=== Goals ===
a. In the forum thread about the ordination exam before presbytery, return the stretch from "## DMcFadden (Aug" through "Deacon (Aug 4, 2008)" word for word.
b. According to the forum thread about the ordination exam, on what day and date was Romans922 to be examined before presbytery?
c. Continue the forum thread about the ordination exam before presbytery, starting after its last post.

>> begin Source

# I'm being examined before Presbytery tomorrow



## Romans922 (Aug 4, 2008)

Please pray for me as I will be examined for ordination before presbytery tomorrow (Tuesday, August 5th). Thank you.


----------



## Southern Presbyterian (Aug 4, 2008)




----------



## TheocraticMonarchist (Aug 4, 2008)

"Thy will be done..."


----------



## rjlynam (Aug 4, 2008)




----------



## rescuedbyLove (Aug 4, 2008)




----------



## Augusta (Aug 4, 2008)




----------



## JonathanHunt (Aug 4, 2008)




----------



## DMcFadden (Aug 4, 2008)

May you be blessed with presence of mind, clarity of thought, and a good retentive memory in the face of questions designed to test you and prove your worth not trick you and trip you up.


----------



## Presbyterian Deacon (Aug 4, 2008)




----------



## PointyHaired Calvinist (Aug 4, 2008)

I join in with everyone else. May God give you the quietness in your heart that you need to be ready to answer for the truth and serve His church.


----------



## panta dokimazete (Aug 4, 2008)

Isaiah 26:3
3 You keep him in perfect peace
whose mind is stayed on you,
because he trusts in you.


----------



## N. Eshelman (Aug 4, 2008)

What exams do you have? I have Church history and an exegesis of Psalm 2 on Aug.22.


----------



## Backwoods Presbyterian (Aug 4, 2008)




----------



## Grymir (Aug 4, 2008)

Praying for you! Give'em the truth, without compromise and with clarity!


----------



## Semper Fidelis (Aug 4, 2008)




----------



## Romans922 (Aug 4, 2008)

nleshelman said:


> What exams do you have? I have Church history and an exegesis of Psalm 2 on Aug.22.



I have all of them! Views, Theology, English Bible, Book of Church Order, Church History, and Sacraments. And I have to preach.


----------



## Ivan (Aug 4, 2008)

God be with you, Andrew.


----------



## Romans922 (Aug 5, 2008)

I passed! Praise God! 

Maybe I need to change my signature now.


----------



## Grace Alone (Aug 5, 2008)

Congratulations!!!


----------



## fredtgreco (Aug 5, 2008)

>> end Source
>> begin Records supplied

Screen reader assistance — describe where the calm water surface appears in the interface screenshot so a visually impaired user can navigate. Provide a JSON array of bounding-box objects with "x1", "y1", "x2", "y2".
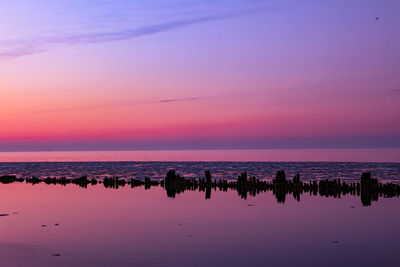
[
  {"x1": 0, "y1": 148, "x2": 400, "y2": 162},
  {"x1": 0, "y1": 183, "x2": 400, "y2": 266}
]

>> end Records supplied

=== Outputs for the tasks ===
a.
## DMcFadden (Aug 4, 2008)

May you be blessed with presence of mind, clarity of thought, and a good retentive memory in the face of questions designed to test you and prove your worth not trick you and trip you up.


----------



## Presbyterian Deacon (Aug 4, 2008)

b. Tuesday, August 5th.

c.
Congrats! Make Jim cook a good roast for you!


----------



## DMcFadden (Aug 5, 2008)

God bless you! Congrats for this special achievement. Now the real work begins . . . shepherding His flock.


----------



## PuritanCovenanter (Aug 5, 2008)

I am grateful for your gifts Andrew. I bet your wife is proud of you also. 

Be Encouraged brother.


----------



## raekwon (Aug 5, 2008)

Congrats, Andrew. So when's your actual ordination? This Sunday?


----------



## Romans922 (Aug 5, 2008)

August 24th. You might know one of my commissioners who will be preaching the sermon: Guy Waters.


----------



## VictorBravo (Aug 5, 2008)

Romans922 said:


> I passed! Praise God!
> 
> Maybe I need to change my signature now.



Well done, Andrew. God be praised!


----------



## Romans922 (Aug 5, 2008)

Bygracealone said:


> Congrats Andrew! That's exciting news brother.
> 
> Not to be overly technical , but I believe that makes you a teaching elder elect, unless they've already ordained you by the laying on of hands...
> 
> Gotta leave something more to look forward to, right?



This is true, but I don't think i will have internet for awhile because I'm moving. Sorry i got ahead of myself.


----------



## Anton Bruckner (Aug 5, 2008)




----------



## Curt (Aug 6, 2008)

Romans922 said:


> Bygracealone said:
> 
> 
> > Congrats Andrew! That's exciting news brother.
> ...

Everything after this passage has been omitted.